**** Source passage

Strengthening Constitutional Self-Government

No Left Turns

Contempt for Democracy

What does President Bush’s decision to use money allocated to stabilize our financial system to bail out the car makers have in common with last year’s decision by California’s Supreme Court to legalize gay marriage? Both show contempt for the democratic process. In the former case, the President is asserting authority in domestic policy immediately after the House and Senate failed to do what he wanted. In the latter case, it is the Judicial branch of a state overturning a law passed overwhelmingly by the people. It is significant that both these examples are in domestic policy. Going back to President Washington, we have recognized that the President’s powers to act in foreign affairs are much greater than his powers to act in domestic policy.

The story of the 20th Century, from the Progressive era, is the story of the creation of an administrative state that takes legislation much less seriously than had been the case. A good case in point is that if President Bush goes ahead and uses the TARP funds for the car makers, he will probably be acting within the law. Why? Congress seldom writes laws these days. Instead it allocates swathes of power to the executive branch and executive agencies. One our legislators ceased to care about writing the laws under which we live, contempt for the democratic process naturally followed in the other branches. In that sense, I suspect, our new lawyer-President will resemble our current MBA President.

Discussions - 7 Comments

Would make sense if the Senate were democratic, or if the Republicans had allowed a majority vote. It's not and they didn't.

Brett, did you mean democratic with a small "d," or a capital "D"? Not being saracastic, I just could not tell, and it makes a big difference.

You want democracy now, but weeks ago when the people said no and the lawmakers said yes it was ok. Why the heck is a drop in the bucket amount such a big issue for the auto industry in comparison with the banker theft of trillions which is mostly sitting in offshore accounts. I don't think we have a democracy. If I understand the term then elected officials at least have to do what the people that elected them want. We have a republican form, that can not be any more clear than the passage of the TARP. God, the government loves little names.

Small "d." Where a clear majority of Senators (not to mention a majority of representatives based on population) want a result, it's not clearly undemocratic to effectuate that result.

Do the people who elected the representatives know what they want? The problem with democracy is that "the people" are not some cohesive mass that want something in particular. Some want this, some want that, and some want something else and all of those wants cannot be reconciled.

In addition, I begin to think that any form of government is only as good as the people available to run it. We can't do anything about that. We have no control over who is alive and available to us to lead or represent us in government. We must muddle through with who we have. And there, even if who we have will be responsive to the people, who can tell what the people want in the cacophony of their various expressed wants? The real issue is whether there is any way to discern what is actually good at the moment, which the even the majority of the people may not know any better than those who are supposed to be experts.

How have we ever survived with ourselves? I do not know that our government has so much a contempt for democracy as a bewilderment with it. To satisfy its various wants and demands, much less to have the wisdom to understand what it actually needs - maybe this is impossible. Elected officials turn to experts, who have facts, but usually no great wisdom, being just people, and we muddle on.

********

== Tasks to carry out ==
- A) In the post on contempt for democracy, which president does the author go back to for the idea that presidential power is greater in foreign affairs than in domestic policy?
- B) Retype the contempt-for-democracy post word for word, everything from "Do the people" down to "cannot be reconciled.".
The lines after this have nothing to do with the post.

**** Provided data

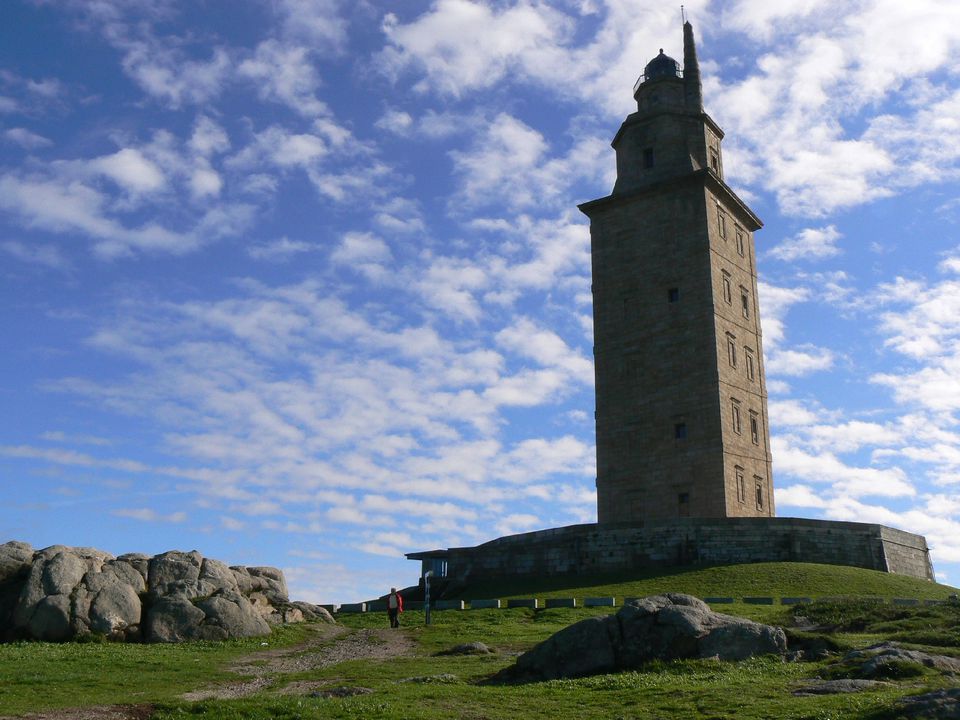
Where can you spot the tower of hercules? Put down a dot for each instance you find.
(681, 401)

********

== Solutions in order ==
- A) President Washington.

- B)
Do the people who elected the representatives know what they want? The problem with democracy is that "the people" are not some cohesive mass that want something in particular. Some want this, some want that, and some want something else and all of those wants cannot be reconciled.